> **EXCERPTED RECORDS**:

........

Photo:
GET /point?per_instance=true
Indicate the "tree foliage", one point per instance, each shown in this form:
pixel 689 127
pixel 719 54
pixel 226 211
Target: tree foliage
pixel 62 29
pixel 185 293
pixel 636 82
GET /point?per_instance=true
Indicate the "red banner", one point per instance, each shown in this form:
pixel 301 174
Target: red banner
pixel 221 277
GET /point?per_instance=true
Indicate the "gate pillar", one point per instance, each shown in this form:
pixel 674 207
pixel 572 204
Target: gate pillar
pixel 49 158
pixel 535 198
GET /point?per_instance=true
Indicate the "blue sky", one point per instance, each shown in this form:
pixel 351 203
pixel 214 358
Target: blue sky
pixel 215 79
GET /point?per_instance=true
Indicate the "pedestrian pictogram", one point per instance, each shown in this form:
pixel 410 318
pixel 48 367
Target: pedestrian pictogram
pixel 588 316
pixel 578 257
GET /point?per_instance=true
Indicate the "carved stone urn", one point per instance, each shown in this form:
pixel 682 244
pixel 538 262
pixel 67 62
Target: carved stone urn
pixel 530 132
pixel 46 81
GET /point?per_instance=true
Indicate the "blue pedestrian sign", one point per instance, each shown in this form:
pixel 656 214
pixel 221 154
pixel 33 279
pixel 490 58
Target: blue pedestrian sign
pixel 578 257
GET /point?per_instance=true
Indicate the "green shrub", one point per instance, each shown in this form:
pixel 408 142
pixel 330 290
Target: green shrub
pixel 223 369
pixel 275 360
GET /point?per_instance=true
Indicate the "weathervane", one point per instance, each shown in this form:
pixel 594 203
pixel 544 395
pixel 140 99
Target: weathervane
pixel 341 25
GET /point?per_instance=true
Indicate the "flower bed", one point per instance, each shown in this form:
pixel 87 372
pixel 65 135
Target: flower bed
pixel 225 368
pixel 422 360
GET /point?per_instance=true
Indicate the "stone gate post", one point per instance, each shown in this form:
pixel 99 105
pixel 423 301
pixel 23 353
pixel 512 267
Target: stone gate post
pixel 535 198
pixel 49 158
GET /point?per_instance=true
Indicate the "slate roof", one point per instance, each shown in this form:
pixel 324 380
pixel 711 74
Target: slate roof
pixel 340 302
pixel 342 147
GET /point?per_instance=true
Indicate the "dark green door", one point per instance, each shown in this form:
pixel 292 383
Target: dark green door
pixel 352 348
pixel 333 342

........

Can you return all the rows above word for word, with nothing changed?

> **RESULT OF THE EXERCISE**:
Photo:
GET /point?per_instance=true
Indicate the "tree foliage", one point per instance, each shown in this form:
pixel 689 127
pixel 719 54
pixel 226 211
Target: tree foliage
pixel 62 29
pixel 185 293
pixel 636 82
GET /point?per_instance=true
Indicate the "red banner", one point per instance, each shown in this form:
pixel 301 174
Target: red banner
pixel 221 277
GET /point?per_instance=true
Indicate the "gate pillar", one point per instance, each shown in this form:
pixel 674 207
pixel 572 204
Target: gate pillar
pixel 49 158
pixel 535 198
GET /point?per_instance=true
Indicate the "blue sky", one point per instance, each shown in this form:
pixel 351 203
pixel 214 358
Target: blue sky
pixel 215 79
GET /point?per_instance=true
Indicate the "pedestrian pictogram", one point per instance, each shown in this form:
pixel 410 318
pixel 48 367
Target: pedestrian pictogram
pixel 588 316
pixel 578 257
GET /point?per_instance=true
Indicate the "carved stone urn", one point per instance, each shown in this form:
pixel 682 244
pixel 538 262
pixel 67 62
Target: carved stone urn
pixel 530 132
pixel 46 81
GET /point?per_instance=true
Indicate the "blue pedestrian sign", one point per instance, each shown in this form:
pixel 656 214
pixel 221 154
pixel 33 279
pixel 490 58
Target: blue pedestrian sign
pixel 578 257
GET /point?per_instance=true
Indicate the "green shrub", one point per instance, each shown in this form:
pixel 408 142
pixel 330 290
Target: green shrub
pixel 223 369
pixel 275 360
GET /point?per_instance=true
Indicate the "weathervane", one point per instance, each shown in this form:
pixel 594 203
pixel 544 395
pixel 140 99
Target: weathervane
pixel 341 25
GET /point?per_instance=true
Indicate the "flower bed", one point per instance, each shown in this form:
pixel 87 372
pixel 65 135
Target: flower bed
pixel 225 368
pixel 422 360
GET /point?per_instance=true
Indicate the "stone gate post", one point per instance, each shown in this form:
pixel 99 105
pixel 423 301
pixel 23 353
pixel 512 267
Target: stone gate post
pixel 535 198
pixel 49 158
GET /point?per_instance=true
Indicate the "slate roof", one point per instance, each shown in this form:
pixel 324 380
pixel 711 74
Target: slate roof
pixel 340 302
pixel 342 147
GET /point?per_instance=true
Indicate the "dark green door", one point per instance, each shown in this form:
pixel 292 383
Target: dark green door
pixel 352 348
pixel 333 342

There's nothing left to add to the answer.